Requirement -> Find every line below that contains the word "watch" and copy each one. Case counts.

** start Records for the task **

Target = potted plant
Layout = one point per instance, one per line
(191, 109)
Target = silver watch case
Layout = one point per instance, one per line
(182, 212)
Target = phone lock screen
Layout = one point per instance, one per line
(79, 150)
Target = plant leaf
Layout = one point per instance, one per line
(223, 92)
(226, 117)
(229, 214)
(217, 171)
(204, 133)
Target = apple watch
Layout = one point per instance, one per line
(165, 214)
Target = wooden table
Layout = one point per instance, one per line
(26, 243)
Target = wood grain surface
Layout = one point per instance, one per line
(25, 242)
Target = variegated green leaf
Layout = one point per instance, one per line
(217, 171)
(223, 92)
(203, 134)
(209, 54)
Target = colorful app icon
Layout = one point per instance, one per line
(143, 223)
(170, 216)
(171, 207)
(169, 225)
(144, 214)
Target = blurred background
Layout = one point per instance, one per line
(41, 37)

** end Records for the task **
** start Records for the task **

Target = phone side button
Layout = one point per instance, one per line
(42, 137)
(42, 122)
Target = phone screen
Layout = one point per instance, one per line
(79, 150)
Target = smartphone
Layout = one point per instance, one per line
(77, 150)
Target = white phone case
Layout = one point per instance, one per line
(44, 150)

** end Records for the task **

Expected output ->
Target = silver watch case
Target = apple watch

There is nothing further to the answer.